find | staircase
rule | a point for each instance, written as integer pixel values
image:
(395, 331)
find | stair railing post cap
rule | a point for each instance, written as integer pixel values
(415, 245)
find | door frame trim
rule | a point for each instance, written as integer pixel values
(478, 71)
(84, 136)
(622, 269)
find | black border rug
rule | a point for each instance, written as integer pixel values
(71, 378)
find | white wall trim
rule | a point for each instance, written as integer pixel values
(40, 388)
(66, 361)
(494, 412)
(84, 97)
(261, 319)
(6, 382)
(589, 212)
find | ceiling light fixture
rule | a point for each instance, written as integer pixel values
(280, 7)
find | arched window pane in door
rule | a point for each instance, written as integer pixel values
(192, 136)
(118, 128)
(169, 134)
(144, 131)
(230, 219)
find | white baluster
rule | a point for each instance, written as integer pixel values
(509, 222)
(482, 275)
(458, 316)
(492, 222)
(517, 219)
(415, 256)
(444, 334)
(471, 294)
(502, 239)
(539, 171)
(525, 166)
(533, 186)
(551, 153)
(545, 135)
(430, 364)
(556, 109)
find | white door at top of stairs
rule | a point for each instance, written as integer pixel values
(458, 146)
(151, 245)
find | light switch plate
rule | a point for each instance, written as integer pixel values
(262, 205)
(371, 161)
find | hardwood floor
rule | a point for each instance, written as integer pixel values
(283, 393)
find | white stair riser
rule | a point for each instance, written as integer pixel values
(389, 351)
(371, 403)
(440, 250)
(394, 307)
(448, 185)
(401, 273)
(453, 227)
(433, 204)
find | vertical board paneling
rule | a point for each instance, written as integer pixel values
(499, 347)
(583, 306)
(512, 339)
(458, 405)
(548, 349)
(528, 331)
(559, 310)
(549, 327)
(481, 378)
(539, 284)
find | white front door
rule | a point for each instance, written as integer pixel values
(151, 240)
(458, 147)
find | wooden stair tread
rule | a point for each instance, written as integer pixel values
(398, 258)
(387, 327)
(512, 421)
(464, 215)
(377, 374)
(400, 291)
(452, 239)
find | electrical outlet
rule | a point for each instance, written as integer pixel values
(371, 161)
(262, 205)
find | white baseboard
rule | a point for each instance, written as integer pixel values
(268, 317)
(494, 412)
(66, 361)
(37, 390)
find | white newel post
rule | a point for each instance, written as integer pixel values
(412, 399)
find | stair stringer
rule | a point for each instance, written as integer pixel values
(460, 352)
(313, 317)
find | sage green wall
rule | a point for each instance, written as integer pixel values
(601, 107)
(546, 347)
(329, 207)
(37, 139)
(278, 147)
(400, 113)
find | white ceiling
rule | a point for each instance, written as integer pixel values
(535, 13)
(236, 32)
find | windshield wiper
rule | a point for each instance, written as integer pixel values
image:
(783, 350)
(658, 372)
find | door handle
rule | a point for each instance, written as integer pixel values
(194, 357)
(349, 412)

#### TASK BRIEF:
Reproduce all the entries above, replacing "white baluster" with "white spindle" and leaving everything else unchanged.

#### ANSWER TO THIS PROBLEM:
find | staircase
rule | a point for each instance, written as integer pixel values
image:
(395, 331)
find | stair railing post cap
rule | a point for each instance, written as integer pixel values
(415, 245)
find | door frame trim
rule | a point for each instance, written as integer pixel values
(478, 71)
(84, 136)
(622, 269)
find | black border rug
rule | a point for each instance, written as integer pixel values
(71, 378)
find | white wall trim
rule | a point for each instance, written as integer pixel values
(40, 388)
(66, 361)
(494, 412)
(84, 97)
(261, 319)
(6, 382)
(589, 212)
find | ceiling light fixture
rule | a point for each instance, written as integer pixel values
(280, 7)
find | arched window pane in door
rule | a point for each instance, written as integer pixel values
(192, 136)
(118, 128)
(169, 134)
(144, 131)
(230, 219)
find | white spindle
rule | a point for each instance, written as integer pixel values
(509, 222)
(482, 275)
(458, 316)
(492, 222)
(517, 219)
(415, 256)
(444, 334)
(471, 294)
(502, 239)
(539, 171)
(525, 166)
(533, 186)
(551, 153)
(545, 135)
(430, 364)
(556, 109)
find | white door at top of stairs
rule | a point for each instance, written as integer pixel values
(458, 146)
(151, 245)
find | light switch plate
rule | a point for each instance, written as integer pixel values
(262, 205)
(371, 161)
find | hardwood floor
rule | a point for each instance, written as integer pixel values
(283, 393)
find | white stair riser
rule | a point for each instance, written as integer pixel values
(389, 351)
(371, 403)
(440, 250)
(394, 307)
(448, 185)
(401, 273)
(453, 227)
(433, 204)
find | vertical board paneling
rule | a point for each instance, written as integer pixel values
(499, 347)
(583, 306)
(512, 339)
(458, 405)
(548, 349)
(528, 331)
(559, 310)
(549, 327)
(481, 378)
(539, 284)
find | white front door
rule | a point for each instance, written as integer pixel values
(151, 240)
(458, 147)
find | wooden stair tread
rule | a point for each instance, written as integer pixel values
(398, 258)
(387, 327)
(512, 421)
(464, 215)
(377, 374)
(400, 291)
(452, 239)
find | electrical outlet
rule | a point for each instance, written as integer pixel values
(371, 161)
(262, 205)
find | white baseboard
rule | a point for each instance, written as integer pixel values
(268, 317)
(494, 412)
(66, 361)
(37, 390)
find | white newel post
rule | a point for each instance, written as integer pixel values
(412, 399)
find | stair stringer
rule | a point for each instance, written as integer pixel values
(460, 352)
(313, 317)
find | sage green wall
rule | a point for each instance, written as integer pixel values
(601, 107)
(546, 347)
(329, 207)
(37, 139)
(278, 147)
(400, 113)
find | white ceiling
rule | a point for each instance, written as integer pixel values
(535, 13)
(236, 32)
find | windshield wiper
rule | a point for each instance, written as integer pixel values
image:
(783, 350)
(658, 372)
find | door handle
rule | a point for each instance, written as integer pixel values
(194, 357)
(349, 412)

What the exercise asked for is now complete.